■ Goal: Transcribe the lines below verbatim, starting at the first line of the items and ending at the line that contains "(1024, 370)", with both of those lines included.

■ Material for this exercise:

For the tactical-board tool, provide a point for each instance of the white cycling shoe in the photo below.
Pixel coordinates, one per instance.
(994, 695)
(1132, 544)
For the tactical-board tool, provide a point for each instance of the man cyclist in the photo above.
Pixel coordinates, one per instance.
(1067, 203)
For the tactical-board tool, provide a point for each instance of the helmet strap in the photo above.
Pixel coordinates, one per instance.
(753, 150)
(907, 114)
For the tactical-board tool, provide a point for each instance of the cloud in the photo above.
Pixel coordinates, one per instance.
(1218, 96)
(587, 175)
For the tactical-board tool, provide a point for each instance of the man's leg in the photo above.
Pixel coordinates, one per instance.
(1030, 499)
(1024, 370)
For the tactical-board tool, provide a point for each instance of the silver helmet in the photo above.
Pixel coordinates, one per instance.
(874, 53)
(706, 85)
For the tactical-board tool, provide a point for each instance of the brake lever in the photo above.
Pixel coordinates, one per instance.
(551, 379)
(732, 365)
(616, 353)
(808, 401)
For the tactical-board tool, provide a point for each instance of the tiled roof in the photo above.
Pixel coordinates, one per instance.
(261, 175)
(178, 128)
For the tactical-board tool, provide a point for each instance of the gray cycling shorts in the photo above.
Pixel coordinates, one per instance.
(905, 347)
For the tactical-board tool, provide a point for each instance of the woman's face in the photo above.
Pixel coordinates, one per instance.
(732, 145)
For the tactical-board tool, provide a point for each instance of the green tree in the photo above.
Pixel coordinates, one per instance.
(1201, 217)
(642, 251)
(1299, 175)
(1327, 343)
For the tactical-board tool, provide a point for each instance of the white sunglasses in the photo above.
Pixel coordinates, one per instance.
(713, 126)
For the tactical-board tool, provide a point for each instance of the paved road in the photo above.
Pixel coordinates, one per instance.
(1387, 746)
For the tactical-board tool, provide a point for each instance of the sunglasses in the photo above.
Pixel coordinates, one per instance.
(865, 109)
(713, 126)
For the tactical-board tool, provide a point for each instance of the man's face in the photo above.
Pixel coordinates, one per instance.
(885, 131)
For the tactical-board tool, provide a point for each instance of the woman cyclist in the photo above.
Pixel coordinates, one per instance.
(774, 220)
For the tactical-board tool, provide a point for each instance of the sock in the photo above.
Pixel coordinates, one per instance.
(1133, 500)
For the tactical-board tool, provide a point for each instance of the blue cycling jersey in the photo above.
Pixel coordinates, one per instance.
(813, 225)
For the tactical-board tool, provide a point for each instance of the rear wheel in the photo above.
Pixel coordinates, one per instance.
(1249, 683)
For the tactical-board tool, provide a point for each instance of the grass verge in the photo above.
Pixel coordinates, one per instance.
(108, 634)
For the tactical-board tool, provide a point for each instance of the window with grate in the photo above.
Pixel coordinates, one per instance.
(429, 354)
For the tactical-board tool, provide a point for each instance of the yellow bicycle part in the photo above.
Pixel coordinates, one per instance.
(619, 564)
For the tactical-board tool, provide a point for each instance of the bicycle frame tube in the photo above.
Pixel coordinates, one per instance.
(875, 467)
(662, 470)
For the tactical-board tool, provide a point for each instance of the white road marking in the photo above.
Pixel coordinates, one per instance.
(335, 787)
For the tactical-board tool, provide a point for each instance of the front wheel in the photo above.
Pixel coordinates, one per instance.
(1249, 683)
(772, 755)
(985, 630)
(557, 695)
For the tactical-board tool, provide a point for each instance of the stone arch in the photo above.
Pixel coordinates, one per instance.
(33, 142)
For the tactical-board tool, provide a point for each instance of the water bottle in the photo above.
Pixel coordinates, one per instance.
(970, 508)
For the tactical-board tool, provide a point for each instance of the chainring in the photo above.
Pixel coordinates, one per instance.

■ Solution:
For the tactical-board tool, provide a point for each instance of the white cycling shoe in the photo below.
Pixel coordinates, one per instance.
(994, 695)
(1132, 544)
For the tactical-board tool, provide a point for each instance of the man cyclist in the photo above.
Pixel coordinates, one per instance.
(1067, 203)
For the tactical-board tool, provide a point for each instance of the helmet strap in the photo above.
Pixel coordinates, one per instance.
(753, 150)
(907, 114)
For the tactical-board tool, provide a point for each instance of the cloud in the photo above.
Pixel coordinates, one per instance.
(1218, 96)
(587, 175)
For the tactical-board tool, provide a point for each instance of the man's leg in the photo above.
Pixel coordinates, one per instance.
(1030, 499)
(1024, 370)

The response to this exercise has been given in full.